Excerpts from a point labeling dataset
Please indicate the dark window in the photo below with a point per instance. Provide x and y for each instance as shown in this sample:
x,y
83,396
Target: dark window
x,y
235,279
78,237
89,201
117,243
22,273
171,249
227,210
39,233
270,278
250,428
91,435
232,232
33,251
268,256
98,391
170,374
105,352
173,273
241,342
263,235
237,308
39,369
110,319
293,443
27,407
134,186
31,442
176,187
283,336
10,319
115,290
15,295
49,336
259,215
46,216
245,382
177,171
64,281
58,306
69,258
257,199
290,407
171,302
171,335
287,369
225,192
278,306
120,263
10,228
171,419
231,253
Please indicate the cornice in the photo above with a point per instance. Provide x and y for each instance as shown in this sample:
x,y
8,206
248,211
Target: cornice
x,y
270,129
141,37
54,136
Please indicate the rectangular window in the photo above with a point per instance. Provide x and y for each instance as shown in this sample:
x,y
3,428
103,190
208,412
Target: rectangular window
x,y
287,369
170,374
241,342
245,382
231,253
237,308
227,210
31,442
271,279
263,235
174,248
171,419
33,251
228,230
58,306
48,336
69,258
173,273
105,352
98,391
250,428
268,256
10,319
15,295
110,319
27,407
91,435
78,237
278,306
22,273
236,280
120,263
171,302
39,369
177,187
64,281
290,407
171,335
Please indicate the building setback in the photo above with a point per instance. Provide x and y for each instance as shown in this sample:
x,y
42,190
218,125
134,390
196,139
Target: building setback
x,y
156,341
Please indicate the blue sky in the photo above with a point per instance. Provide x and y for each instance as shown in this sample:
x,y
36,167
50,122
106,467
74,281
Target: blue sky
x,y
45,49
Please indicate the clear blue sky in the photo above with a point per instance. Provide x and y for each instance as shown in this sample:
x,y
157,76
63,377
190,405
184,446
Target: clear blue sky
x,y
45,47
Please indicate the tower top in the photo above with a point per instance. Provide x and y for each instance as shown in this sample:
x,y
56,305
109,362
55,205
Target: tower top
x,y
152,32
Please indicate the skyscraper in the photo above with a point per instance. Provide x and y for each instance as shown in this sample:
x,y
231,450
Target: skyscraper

#### WHAT YOU NEED TO DO:
Lay out every line of the records above as a Markdown table with the columns "Row" and "Line," omitting blank lines.

#### CORRECT RESPONSE:
| Row | Line |
|---|---|
| 1 | Please indicate the dark window in the photo below with a point per instance. Provide x and y for each instance as shown in this sample: |
| 2 | x,y |
| 3 | 83,396 |
| 4 | Target: dark window |
| 5 | x,y |
| 6 | 235,279 |
| 7 | 78,237 |
| 8 | 89,201 |
| 9 | 117,243 |
| 10 | 22,273 |
| 11 | 171,249 |
| 12 | 227,210 |
| 13 | 39,233 |
| 14 | 270,278 |
| 15 | 250,428 |
| 16 | 91,435 |
| 17 | 232,232 |
| 18 | 33,251 |
| 19 | 268,256 |
| 20 | 98,391 |
| 21 | 170,374 |
| 22 | 105,352 |
| 23 | 173,273 |
| 24 | 241,342 |
| 25 | 263,235 |
| 26 | 237,308 |
| 27 | 39,369 |
| 28 | 110,319 |
| 29 | 293,443 |
| 30 | 27,407 |
| 31 | 134,186 |
| 32 | 31,442 |
| 33 | 176,187 |
| 34 | 283,336 |
| 35 | 10,319 |
| 36 | 115,290 |
| 37 | 15,295 |
| 38 | 49,336 |
| 39 | 259,215 |
| 40 | 46,216 |
| 41 | 245,382 |
| 42 | 177,171 |
| 43 | 64,281 |
| 44 | 58,306 |
| 45 | 69,258 |
| 46 | 257,199 |
| 47 | 290,407 |
| 48 | 171,302 |
| 49 | 171,335 |
| 50 | 287,369 |
| 51 | 225,192 |
| 52 | 278,306 |
| 53 | 120,263 |
| 54 | 10,228 |
| 55 | 171,419 |
| 56 | 231,253 |
| 57 | Please indicate the cornice in the photo above with a point per instance. Provide x and y for each instance as shown in this sample: |
| 58 | x,y |
| 59 | 8,206 |
| 60 | 248,211 |
| 61 | Target: cornice |
| 62 | x,y |
| 63 | 270,129 |
| 64 | 141,37 |
| 65 | 54,136 |
| 66 | Please indicate the rectangular window in the photo above with a point per instance. Provide x and y for each instance as shown in this sample: |
| 67 | x,y |
| 68 | 3,428 |
| 69 | 103,190 |
| 70 | 208,412 |
| 71 | Target: rectangular window |
| 72 | x,y |
| 73 | 287,369 |
| 74 | 170,374 |
| 75 | 241,342 |
| 76 | 245,382 |
| 77 | 231,253 |
| 78 | 237,308 |
| 79 | 227,210 |
| 80 | 31,442 |
| 81 | 271,279 |
| 82 | 263,235 |
| 83 | 174,248 |
| 84 | 171,419 |
| 85 | 33,251 |
| 86 | 228,230 |
| 87 | 58,306 |
| 88 | 48,336 |
| 89 | 69,258 |
| 90 | 173,273 |
| 91 | 105,352 |
| 92 | 98,391 |
| 93 | 250,428 |
| 94 | 268,256 |
| 95 | 10,319 |
| 96 | 15,295 |
| 97 | 110,319 |
| 98 | 27,407 |
| 99 | 91,435 |
| 100 | 78,237 |
| 101 | 278,306 |
| 102 | 22,273 |
| 103 | 236,280 |
| 104 | 120,263 |
| 105 | 171,302 |
| 106 | 39,369 |
| 107 | 177,187 |
| 108 | 64,281 |
| 109 | 290,407 |
| 110 | 171,335 |
| 111 | Please indicate the building setback in the photo above with a point per instance. Provide x and y for each instance as shown in this sample: |
| 112 | x,y |
| 113 | 42,190 |
| 114 | 218,125 |
| 115 | 134,390 |
| 116 | 196,139 |
| 117 | Target: building setback |
| 118 | x,y |
| 119 | 156,341 |
| 120 | Please indicate the blue sky in the photo above with a point per instance. Provide x and y for each instance as shown in this sample: |
| 121 | x,y |
| 122 | 36,167 |
| 123 | 50,122 |
| 124 | 106,467 |
| 125 | 74,281 |
| 126 | Target: blue sky |
| 127 | x,y |
| 128 | 45,49 |
| 129 | Please indicate the clear blue sky in the photo above with a point per instance. Provide x and y for each instance as shown in this sample: |
| 130 | x,y |
| 131 | 157,76 |
| 132 | 63,377 |
| 133 | 190,405 |
| 134 | 184,446 |
| 135 | Target: clear blue sky |
| 136 | x,y |
| 137 | 45,47 |
| 138 | Please indicate the tower top in the photo above with a point per instance. Provide x and y for each instance as shown in this sample: |
| 139 | x,y |
| 140 | 56,305 |
| 141 | 109,362 |
| 142 | 55,205 |
| 143 | Target: tower top |
| 144 | x,y |
| 145 | 152,32 |
| 146 | Please indicate the skyscraper in the photo above with a point per instance. Provide x and y for each instance as shown in this sample: |
| 147 | x,y |
| 148 | 231,450 |
| 149 | Target: skyscraper |